ASSIGNMENT 1
Based on the passage on Microsoft's carbon commitments, explain in one to three sentences why the internal carbon tax has made sustainability a focus across the business.
ASSIGNMENT 2
Please give the stretch from "So, what can" through "seen it before." in the passage on Microsoft's carbon commitments again, switching "teams" to "departments" wherever it appears.

In January 2020 Microsoft made a commitment to be carbon negative by 2030, and removing all the emissions it has ever created, by 2050. We also committed to become water positive, waste neutral, and protect ecosystems.

Two years into this journey and we’re constantly learning and adapting our approach, having seen success in reducing our direct carbon emissions by around 17% year on year, but at the same time we’ve seen a 23% increase in our scope 3, or supply chain emissions.

So, what are we doing about this, what have we learnt, and how can you benefit from our learnings?

“We can’t solve problems we can’t measure” is a popular phrase at Microsoft. We rely heavily on data. This starts with a data standard around carbon emission reporting which is where we partner with the CDP, previously known as the Carbon Disclosure Project, ensuring we submit carbon data in a standardised manner, as well as being able to report on 3rd party emissions using the same data standard. To help with this, we released a set of in-depth capacity building tools and resources, developed in partnership with ENGIE Impact, WSP, and CDP to help companies, especially our suppliers, report their greenhouse gas (GHG) emissions and set strategies to reduce emissions from electricity. Global progress in carbon reduction relies on us all counting carbon consistently!

Since 2012, we’ve had a carbon tax which the teams must ‘pay’ out of their P&L which we use to invest back into our sustainability programmes. In 2019 this tax was doubled to $15 per metric ton of CO2, in 2020 this was extended from our direct emissions to also include scope 3 emissions. This has made sustainability a focus for everyone in the business and a problem they are incentivised to continually improve.

The scope 3 emissions are the hardest. These are ones that mostly fall outside of our direct control, they are emissions produced by the supply chain involved in producing our technology. Currently we have around 87% of our suppliers who provide their emissions data to the CDP (Carbon Disclosure Project) meaning we can access and report on this data. We require this via our supplier code of conduct which is the lever we use to drive our supply chain to create this transparency.

The scope 3 emissions also account for the carbon produced by the use of our technology, for example, the electricity needed to power an Xbox over the course of its life. By reporting on scope 3 emissions, it drives the innovation focus in areas such as our devices to ensure we are creating power efficiency and low power standby modes. This has resulted in a reduction from 15W down to 0.5-2W for an Xbox in standby mode.

So, what can you do?

Think about implementing internal carbon taxes for your teams to drive focus on these issues, as well as provide routes to fund sustainability programmes.

The carbon tax applied to scope 1, 2 and 3 emissions drives innovation and creativity in areas we haven’t seen it before.

Think about the influence you have over your supply chain and how you can ask them to commit to their own sustainability goals and provide the metrics allowing you to measure your own scope 3 emissions.

In summary, driving to a carbon negative future requires a holistic approach whereby organisations take responsibility for their entire carbon impact across scope 1, 2 and 3 emissions. Tracking and reporting on these emissions needs to be done in a consistent and transparent manner which allows organisations to track progress and target the areas which will have the most impact.

In the words of Brad Smith, President at Microsoft: “It’s what the world needs us all to do.”

EXERCISE DATA
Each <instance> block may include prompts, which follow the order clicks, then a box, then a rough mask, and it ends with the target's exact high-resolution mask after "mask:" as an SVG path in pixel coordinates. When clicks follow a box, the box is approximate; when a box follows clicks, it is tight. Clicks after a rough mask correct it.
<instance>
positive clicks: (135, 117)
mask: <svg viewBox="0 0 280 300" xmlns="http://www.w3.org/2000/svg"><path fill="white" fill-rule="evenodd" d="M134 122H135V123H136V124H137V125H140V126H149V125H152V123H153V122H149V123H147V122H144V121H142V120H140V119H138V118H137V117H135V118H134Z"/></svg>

EXERCISE OUTPUT 1
Teams must "pay" the carbon tax out of their own P&L, and the money is invested back into sustainability programs. Since 2020 the tax has also covered scope 3 emissions. This makes sustainability a focus for everyone in the business and a problem they are incentivized to keep improving.

EXERCISE OUTPUT 2
So, what can you do?

Think about implementing internal carbon taxes for your departments to drive focus on these issues, as well as provide routes to fund sustainability programmes.

The carbon tax applied to scope 1, 2 and 3 emissions drives innovation and creativity in areas we haven’t seen it before.